# WHAT IS EXPECTED
Search the records for the word "shadow" and report each line that has it.

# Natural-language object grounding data
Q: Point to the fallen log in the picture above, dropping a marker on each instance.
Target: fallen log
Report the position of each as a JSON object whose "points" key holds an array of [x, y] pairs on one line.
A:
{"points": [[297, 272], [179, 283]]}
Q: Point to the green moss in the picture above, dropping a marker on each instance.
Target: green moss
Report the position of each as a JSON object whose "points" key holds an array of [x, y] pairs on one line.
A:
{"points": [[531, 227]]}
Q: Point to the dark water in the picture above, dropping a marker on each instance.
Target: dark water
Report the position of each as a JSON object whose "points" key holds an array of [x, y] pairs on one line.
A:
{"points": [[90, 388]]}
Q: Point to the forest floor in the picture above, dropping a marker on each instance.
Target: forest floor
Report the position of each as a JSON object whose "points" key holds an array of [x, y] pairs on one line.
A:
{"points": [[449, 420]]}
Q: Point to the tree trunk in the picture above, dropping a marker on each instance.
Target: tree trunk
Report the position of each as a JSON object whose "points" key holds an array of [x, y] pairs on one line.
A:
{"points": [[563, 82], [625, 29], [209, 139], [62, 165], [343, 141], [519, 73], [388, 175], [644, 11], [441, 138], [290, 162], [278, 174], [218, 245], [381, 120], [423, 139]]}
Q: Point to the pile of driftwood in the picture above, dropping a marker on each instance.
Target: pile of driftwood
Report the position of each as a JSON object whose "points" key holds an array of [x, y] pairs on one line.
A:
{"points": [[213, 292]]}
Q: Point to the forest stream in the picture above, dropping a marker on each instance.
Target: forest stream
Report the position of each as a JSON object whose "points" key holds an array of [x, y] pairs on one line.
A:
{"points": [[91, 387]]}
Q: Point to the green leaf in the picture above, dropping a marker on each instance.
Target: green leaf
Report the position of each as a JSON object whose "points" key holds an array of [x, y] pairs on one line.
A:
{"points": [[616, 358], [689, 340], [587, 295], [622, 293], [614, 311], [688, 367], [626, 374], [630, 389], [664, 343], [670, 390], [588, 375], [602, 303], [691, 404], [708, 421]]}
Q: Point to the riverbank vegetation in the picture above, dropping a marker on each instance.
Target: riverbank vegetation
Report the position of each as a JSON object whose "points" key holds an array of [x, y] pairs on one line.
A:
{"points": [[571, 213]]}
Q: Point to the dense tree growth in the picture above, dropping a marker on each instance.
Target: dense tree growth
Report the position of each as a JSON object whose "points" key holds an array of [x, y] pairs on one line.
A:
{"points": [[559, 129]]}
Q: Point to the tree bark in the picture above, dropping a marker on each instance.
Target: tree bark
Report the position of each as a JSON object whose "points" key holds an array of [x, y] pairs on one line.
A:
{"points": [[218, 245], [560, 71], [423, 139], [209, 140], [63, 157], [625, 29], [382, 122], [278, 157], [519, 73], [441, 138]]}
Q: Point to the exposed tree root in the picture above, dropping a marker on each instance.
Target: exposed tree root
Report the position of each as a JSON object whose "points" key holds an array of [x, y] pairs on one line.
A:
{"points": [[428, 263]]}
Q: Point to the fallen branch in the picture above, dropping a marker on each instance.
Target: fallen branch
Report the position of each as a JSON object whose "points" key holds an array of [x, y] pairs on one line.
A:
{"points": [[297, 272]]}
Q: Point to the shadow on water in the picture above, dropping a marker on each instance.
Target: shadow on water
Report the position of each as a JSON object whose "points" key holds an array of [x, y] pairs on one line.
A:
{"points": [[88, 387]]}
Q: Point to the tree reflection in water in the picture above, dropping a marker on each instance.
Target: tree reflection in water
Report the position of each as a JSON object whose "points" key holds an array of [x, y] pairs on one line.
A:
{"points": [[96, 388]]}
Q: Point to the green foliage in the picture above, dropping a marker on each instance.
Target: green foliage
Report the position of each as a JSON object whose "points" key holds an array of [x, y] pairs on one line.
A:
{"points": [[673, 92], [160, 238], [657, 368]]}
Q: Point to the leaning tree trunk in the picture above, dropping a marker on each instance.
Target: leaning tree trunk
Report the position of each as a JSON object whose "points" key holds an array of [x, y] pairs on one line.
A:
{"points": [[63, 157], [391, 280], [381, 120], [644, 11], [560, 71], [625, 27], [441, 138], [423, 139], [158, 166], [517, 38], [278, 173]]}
---
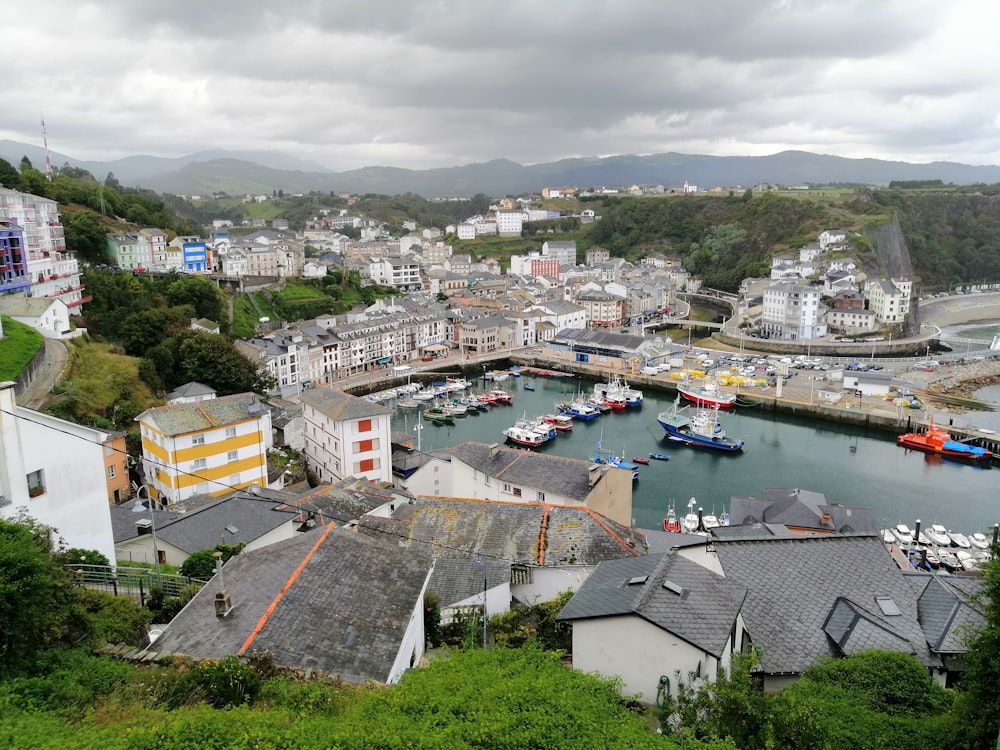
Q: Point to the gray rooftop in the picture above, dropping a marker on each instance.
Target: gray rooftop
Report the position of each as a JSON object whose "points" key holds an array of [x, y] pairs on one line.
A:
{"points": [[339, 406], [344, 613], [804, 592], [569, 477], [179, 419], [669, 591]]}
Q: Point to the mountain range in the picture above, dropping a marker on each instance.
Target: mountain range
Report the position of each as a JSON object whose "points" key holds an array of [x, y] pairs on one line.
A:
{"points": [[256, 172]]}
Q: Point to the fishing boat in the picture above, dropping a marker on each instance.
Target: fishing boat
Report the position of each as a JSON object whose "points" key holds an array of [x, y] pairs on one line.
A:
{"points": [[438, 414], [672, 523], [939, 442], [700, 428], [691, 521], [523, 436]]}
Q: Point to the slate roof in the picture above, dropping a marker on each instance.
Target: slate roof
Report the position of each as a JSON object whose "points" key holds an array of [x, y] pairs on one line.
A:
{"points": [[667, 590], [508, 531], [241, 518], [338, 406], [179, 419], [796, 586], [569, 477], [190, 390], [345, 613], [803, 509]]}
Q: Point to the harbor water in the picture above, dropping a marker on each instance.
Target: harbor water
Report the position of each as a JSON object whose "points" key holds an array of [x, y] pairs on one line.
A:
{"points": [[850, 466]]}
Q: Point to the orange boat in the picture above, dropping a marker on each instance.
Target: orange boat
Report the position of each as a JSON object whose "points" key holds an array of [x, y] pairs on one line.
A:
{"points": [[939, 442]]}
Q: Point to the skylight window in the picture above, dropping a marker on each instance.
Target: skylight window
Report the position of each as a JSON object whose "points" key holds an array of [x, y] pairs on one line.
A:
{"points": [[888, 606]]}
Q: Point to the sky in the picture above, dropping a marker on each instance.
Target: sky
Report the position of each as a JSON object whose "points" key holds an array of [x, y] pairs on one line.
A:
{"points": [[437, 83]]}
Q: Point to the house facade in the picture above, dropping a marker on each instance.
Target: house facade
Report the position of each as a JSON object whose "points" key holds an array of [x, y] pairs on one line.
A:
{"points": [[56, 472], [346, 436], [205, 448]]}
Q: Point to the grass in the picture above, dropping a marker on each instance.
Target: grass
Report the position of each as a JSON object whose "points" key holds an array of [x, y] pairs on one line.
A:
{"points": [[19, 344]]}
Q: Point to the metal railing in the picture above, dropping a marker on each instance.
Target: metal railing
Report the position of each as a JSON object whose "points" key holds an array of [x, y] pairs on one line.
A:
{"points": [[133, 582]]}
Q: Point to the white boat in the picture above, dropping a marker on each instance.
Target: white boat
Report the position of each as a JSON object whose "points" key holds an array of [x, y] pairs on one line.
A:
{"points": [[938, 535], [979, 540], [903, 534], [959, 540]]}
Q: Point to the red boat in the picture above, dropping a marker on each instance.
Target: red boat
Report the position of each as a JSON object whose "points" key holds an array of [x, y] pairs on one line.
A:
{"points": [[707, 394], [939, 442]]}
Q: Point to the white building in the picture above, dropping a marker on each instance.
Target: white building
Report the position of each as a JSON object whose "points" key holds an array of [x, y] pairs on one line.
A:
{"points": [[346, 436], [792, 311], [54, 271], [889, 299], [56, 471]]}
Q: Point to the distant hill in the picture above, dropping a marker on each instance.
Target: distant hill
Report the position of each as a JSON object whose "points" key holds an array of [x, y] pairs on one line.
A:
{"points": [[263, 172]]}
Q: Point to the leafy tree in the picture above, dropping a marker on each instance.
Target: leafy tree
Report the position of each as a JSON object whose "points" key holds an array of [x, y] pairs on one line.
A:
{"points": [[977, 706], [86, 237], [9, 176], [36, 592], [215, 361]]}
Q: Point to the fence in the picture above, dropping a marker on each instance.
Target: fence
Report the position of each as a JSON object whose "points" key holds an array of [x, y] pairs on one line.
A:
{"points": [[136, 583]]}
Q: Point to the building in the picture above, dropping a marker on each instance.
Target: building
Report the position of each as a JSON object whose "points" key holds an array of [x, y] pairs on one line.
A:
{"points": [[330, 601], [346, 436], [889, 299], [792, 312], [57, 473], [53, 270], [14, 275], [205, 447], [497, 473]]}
==
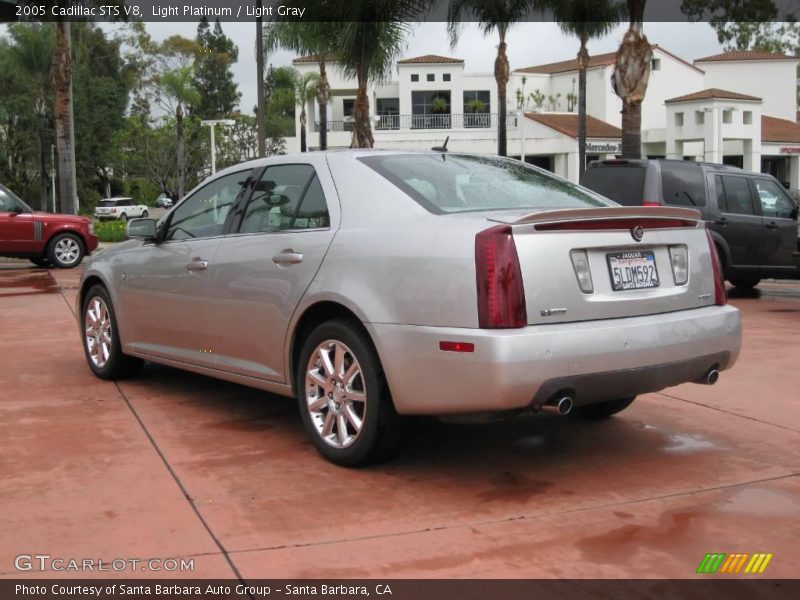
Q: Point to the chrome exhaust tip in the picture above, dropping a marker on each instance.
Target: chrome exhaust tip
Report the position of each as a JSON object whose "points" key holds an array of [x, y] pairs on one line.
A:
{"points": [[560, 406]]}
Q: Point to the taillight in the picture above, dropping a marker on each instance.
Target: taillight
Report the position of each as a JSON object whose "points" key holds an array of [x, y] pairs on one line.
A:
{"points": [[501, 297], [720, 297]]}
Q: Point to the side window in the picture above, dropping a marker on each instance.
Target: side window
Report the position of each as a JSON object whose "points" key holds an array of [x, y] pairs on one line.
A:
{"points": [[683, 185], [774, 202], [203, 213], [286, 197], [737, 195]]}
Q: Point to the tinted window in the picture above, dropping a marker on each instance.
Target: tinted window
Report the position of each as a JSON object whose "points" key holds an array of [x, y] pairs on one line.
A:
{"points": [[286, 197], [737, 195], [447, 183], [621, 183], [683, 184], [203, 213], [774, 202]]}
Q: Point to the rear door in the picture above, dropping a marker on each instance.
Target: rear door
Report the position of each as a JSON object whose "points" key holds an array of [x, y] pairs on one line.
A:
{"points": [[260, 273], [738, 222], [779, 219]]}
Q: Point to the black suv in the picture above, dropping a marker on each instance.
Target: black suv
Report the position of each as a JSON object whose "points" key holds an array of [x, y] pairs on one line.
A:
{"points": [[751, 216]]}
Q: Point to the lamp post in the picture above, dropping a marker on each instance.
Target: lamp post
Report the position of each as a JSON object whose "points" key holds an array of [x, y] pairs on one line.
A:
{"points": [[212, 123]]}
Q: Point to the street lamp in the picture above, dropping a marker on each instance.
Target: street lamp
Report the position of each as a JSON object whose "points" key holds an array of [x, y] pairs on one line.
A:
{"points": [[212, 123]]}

# REPLY
Q: Point to the shadow on water in the picture above, dropping a marker on each instance.
Target: shadow on water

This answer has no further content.